### Set problem
The lines to be extracted begin at the line containing "Thank you for the photograph above. Please mark the volcano" and end at the last line of the data below; copy them exactly and leave out the pictures.

Stored entries:
-*-
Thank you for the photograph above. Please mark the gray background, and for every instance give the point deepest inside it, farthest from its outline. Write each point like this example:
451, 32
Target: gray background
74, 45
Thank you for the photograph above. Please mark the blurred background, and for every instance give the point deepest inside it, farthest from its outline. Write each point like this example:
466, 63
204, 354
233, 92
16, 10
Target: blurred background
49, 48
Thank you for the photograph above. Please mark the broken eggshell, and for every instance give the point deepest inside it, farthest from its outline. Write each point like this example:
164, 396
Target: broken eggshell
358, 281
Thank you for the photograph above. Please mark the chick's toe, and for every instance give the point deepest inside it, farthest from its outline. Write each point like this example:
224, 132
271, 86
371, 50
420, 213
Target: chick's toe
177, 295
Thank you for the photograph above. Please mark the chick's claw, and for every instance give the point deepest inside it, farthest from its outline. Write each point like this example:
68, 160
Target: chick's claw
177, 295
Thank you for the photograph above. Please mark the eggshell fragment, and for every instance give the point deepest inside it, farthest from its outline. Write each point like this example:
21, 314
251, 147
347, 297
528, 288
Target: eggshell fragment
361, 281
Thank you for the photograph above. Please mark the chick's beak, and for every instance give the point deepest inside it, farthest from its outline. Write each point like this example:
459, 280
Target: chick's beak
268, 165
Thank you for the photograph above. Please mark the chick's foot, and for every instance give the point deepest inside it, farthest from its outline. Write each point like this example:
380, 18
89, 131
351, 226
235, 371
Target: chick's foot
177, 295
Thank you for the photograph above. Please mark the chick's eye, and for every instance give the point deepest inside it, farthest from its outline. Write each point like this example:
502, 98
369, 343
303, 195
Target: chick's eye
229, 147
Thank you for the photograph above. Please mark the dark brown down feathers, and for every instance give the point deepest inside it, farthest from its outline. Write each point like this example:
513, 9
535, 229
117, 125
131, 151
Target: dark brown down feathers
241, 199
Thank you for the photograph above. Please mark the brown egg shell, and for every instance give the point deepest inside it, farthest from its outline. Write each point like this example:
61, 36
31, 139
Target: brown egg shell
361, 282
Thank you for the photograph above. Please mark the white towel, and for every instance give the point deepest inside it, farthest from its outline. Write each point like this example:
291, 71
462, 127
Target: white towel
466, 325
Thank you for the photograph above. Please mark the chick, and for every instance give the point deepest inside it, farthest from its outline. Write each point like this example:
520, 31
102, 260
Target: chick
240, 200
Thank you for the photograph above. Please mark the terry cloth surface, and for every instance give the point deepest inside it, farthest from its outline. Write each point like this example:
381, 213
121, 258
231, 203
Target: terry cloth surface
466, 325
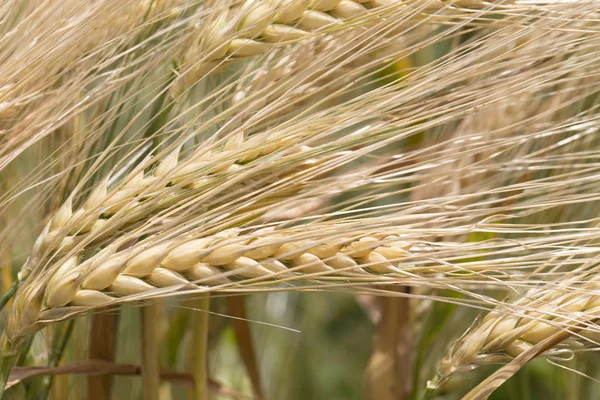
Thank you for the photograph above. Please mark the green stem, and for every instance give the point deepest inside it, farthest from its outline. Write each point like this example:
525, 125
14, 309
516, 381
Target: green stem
198, 349
9, 294
150, 367
8, 356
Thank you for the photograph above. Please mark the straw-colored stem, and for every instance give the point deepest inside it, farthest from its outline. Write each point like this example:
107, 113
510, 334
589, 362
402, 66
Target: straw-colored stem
198, 347
150, 367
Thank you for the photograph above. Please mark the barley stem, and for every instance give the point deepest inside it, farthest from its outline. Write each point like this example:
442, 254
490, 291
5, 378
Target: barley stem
9, 294
150, 367
8, 357
198, 348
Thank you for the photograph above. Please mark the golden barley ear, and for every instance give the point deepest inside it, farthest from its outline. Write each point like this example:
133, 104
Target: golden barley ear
155, 166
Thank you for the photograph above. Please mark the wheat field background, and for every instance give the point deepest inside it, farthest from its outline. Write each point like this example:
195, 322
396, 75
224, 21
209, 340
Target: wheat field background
299, 199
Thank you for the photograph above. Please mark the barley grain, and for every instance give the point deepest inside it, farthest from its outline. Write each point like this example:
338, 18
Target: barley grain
506, 333
220, 259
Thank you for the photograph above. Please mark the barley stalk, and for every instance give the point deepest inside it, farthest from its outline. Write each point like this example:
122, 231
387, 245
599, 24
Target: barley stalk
509, 331
171, 182
218, 260
253, 28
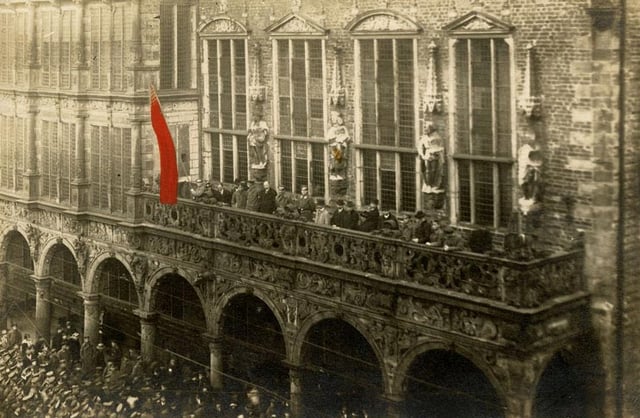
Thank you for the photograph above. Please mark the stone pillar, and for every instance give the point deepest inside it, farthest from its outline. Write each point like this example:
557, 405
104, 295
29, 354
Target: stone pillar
4, 273
43, 306
147, 334
80, 182
31, 176
91, 302
295, 391
394, 405
215, 361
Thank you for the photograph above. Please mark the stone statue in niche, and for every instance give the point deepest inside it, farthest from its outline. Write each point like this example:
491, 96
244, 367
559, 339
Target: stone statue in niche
431, 152
529, 177
258, 137
338, 138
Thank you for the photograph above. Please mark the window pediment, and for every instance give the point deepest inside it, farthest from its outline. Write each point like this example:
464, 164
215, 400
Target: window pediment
296, 24
222, 26
382, 22
478, 23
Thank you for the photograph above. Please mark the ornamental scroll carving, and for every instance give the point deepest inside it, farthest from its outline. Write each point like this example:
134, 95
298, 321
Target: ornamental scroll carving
449, 318
318, 284
366, 296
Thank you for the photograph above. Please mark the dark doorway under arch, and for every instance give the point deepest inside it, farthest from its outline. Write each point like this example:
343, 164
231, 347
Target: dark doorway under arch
181, 322
19, 290
444, 384
340, 369
561, 391
118, 298
253, 347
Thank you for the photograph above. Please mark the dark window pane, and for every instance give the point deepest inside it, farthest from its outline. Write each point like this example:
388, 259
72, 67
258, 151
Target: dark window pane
286, 174
484, 197
370, 176
408, 182
464, 191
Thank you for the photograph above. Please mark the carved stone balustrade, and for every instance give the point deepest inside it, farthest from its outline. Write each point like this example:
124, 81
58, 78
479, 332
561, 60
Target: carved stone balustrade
522, 284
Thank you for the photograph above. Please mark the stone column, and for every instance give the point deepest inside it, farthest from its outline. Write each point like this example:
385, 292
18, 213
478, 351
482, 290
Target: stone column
80, 182
394, 405
295, 391
31, 173
91, 302
4, 273
147, 334
215, 361
43, 306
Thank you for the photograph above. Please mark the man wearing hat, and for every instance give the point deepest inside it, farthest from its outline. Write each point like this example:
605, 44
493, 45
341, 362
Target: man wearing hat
239, 197
371, 217
323, 217
422, 229
339, 219
306, 205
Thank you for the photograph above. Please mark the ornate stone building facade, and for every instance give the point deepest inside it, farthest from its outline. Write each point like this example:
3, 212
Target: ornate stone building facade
494, 115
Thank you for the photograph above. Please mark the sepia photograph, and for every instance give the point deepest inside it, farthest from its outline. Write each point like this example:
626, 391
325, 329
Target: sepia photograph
320, 209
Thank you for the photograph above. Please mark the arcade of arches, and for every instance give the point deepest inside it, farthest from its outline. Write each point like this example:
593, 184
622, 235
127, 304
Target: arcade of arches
317, 358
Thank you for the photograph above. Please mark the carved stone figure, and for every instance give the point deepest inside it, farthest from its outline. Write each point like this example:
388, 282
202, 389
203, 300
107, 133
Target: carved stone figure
431, 152
338, 138
258, 138
529, 177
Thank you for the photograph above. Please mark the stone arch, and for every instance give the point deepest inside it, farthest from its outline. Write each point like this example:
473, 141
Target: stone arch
405, 363
42, 266
308, 323
91, 285
5, 235
570, 356
223, 301
150, 289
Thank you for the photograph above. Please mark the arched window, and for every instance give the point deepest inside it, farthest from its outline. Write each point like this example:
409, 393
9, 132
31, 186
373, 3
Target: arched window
301, 102
386, 119
225, 99
482, 119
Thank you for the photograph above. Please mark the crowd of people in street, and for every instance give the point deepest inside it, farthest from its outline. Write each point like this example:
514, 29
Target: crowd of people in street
262, 197
66, 379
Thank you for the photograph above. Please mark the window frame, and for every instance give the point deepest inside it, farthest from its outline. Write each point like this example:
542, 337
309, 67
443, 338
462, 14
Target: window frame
237, 134
454, 157
361, 147
176, 70
280, 139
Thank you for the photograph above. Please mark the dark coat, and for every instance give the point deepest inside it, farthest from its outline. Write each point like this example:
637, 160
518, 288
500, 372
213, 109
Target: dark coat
371, 220
267, 201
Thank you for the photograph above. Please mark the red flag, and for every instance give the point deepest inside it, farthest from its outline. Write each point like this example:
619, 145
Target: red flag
168, 164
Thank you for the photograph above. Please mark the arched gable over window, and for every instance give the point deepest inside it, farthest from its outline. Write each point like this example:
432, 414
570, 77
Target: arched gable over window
482, 120
376, 22
222, 26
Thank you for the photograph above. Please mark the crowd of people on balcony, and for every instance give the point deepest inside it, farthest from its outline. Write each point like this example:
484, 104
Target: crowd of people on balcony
262, 197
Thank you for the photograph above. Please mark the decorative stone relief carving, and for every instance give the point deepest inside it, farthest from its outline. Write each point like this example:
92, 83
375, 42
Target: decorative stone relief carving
366, 296
317, 284
160, 245
449, 318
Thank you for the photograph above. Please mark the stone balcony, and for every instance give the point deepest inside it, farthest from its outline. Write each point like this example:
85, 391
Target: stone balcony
518, 284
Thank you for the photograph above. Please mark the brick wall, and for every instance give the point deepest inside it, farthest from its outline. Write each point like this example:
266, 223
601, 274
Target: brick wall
632, 212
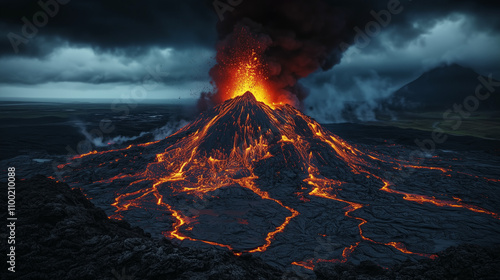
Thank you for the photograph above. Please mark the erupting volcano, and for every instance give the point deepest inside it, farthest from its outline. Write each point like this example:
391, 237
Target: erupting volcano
248, 178
253, 174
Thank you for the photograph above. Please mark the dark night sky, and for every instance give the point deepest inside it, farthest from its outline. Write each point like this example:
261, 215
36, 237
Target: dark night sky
103, 49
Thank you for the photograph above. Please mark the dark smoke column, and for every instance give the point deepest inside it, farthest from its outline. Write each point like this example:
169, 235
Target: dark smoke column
299, 37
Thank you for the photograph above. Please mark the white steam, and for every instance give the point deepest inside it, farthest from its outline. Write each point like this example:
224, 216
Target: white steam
156, 134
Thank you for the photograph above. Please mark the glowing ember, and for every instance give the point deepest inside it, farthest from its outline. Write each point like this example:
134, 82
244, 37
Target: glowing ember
223, 148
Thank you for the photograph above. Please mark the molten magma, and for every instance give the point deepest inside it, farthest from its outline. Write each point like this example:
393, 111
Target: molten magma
241, 68
224, 145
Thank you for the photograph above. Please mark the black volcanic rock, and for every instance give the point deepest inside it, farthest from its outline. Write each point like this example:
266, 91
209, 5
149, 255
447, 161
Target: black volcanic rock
62, 235
274, 183
439, 89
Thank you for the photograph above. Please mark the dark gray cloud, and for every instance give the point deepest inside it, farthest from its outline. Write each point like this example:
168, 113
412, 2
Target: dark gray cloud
111, 26
113, 42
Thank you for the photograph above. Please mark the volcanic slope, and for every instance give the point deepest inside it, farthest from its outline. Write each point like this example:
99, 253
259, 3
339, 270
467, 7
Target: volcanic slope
255, 179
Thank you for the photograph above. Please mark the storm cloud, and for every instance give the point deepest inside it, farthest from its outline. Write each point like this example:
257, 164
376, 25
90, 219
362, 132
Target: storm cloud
100, 45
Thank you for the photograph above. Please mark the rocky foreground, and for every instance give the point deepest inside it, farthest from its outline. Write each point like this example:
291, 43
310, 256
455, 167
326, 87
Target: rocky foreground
62, 235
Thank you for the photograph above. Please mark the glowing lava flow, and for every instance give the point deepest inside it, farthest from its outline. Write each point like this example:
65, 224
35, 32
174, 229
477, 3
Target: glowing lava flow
222, 148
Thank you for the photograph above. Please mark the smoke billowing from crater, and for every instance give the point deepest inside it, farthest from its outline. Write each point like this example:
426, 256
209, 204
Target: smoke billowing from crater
292, 39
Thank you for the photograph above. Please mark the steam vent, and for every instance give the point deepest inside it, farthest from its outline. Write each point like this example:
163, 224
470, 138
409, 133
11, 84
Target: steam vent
254, 179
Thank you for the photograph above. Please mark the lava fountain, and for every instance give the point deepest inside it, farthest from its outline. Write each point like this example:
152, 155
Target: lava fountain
230, 162
241, 144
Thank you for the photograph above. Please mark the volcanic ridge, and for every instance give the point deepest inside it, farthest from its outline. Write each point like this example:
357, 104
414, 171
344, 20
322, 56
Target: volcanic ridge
254, 179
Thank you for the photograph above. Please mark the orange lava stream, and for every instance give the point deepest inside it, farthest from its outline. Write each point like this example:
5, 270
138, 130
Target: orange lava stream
188, 167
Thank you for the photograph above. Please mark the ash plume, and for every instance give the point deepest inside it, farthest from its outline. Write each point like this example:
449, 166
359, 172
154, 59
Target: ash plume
299, 37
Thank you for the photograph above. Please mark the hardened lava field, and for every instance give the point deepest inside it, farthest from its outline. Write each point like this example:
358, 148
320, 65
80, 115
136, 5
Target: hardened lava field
273, 182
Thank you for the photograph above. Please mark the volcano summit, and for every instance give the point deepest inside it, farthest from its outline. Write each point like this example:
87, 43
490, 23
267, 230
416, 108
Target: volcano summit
272, 181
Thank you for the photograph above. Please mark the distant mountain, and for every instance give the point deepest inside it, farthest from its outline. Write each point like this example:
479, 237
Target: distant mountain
439, 89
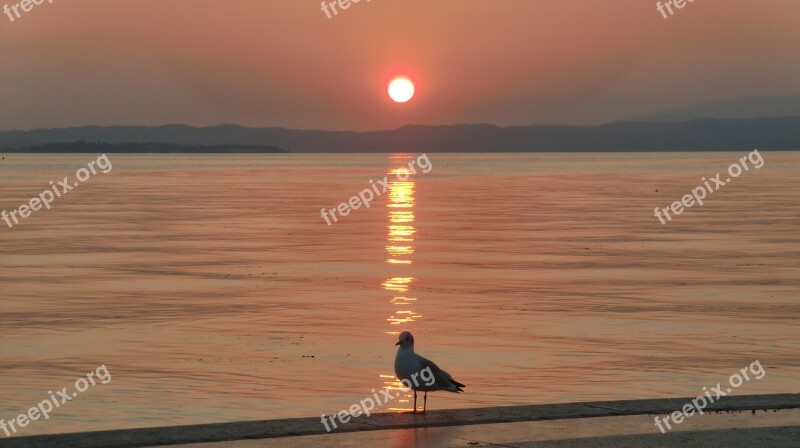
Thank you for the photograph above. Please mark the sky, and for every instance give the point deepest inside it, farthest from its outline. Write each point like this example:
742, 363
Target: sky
284, 63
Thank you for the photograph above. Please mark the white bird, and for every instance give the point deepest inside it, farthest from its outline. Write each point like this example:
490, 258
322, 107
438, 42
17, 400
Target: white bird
409, 366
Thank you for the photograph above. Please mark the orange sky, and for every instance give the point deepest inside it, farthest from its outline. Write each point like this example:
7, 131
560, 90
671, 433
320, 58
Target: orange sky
284, 63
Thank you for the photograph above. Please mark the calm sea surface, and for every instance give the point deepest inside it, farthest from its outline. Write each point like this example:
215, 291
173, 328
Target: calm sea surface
212, 289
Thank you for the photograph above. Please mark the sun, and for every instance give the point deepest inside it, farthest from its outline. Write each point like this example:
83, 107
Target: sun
401, 90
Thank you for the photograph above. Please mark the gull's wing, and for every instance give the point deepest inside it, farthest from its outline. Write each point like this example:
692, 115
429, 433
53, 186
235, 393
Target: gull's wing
442, 378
-*-
### Reply
Thank you for the photograph above. Please mark the volcano summit, and for every instance give the point deepest inside it, farthest from its outline. Write each point like this example:
87, 43
490, 23
267, 230
416, 108
Target: volcano summit
272, 181
Thank you for the photograph above. Please mark the distant mountain, and for every instance give the point deepest inside it, farthest from its outline. Write each point like this example:
479, 237
Target: distant mountain
439, 89
Thank you for the photograph above. Please mark the sky, and for every instance give the point deepest inside it, farthest from its outline. Write each point like this example:
742, 363
Target: sky
284, 63
Thank you for the photograph above. Please mark the white bird, and for every instance give the point deepest inside it, farthest from its outline. Write each point like this example:
490, 258
322, 107
438, 42
17, 400
Target: white bird
409, 366
Thank you for the photograph above. Please mark the orange sky, and for every instance give the point deepest inside it, farthest from its outline. Write each point like this example:
7, 131
560, 90
671, 433
320, 58
Target: orange sky
284, 63
Thank you for the photograph above. Please mark the calm sea surface, and for every instance give the point deepest inside it, farthest from its outline. Write each point like this example:
215, 291
173, 328
Target: calm sea surface
212, 289
Thank you for the photograph above. Please mark the sun, and for every instance give the point deepest inside it, farthest from its outline. Write each point like this example:
83, 107
Target: sun
401, 90
Thank you for the photograph above. Please mark the gull's wing, and for every instance give the point deepest inside it, farthest from its outline. Write each point like this example:
692, 115
429, 433
53, 186
235, 393
Target: gull's wing
442, 378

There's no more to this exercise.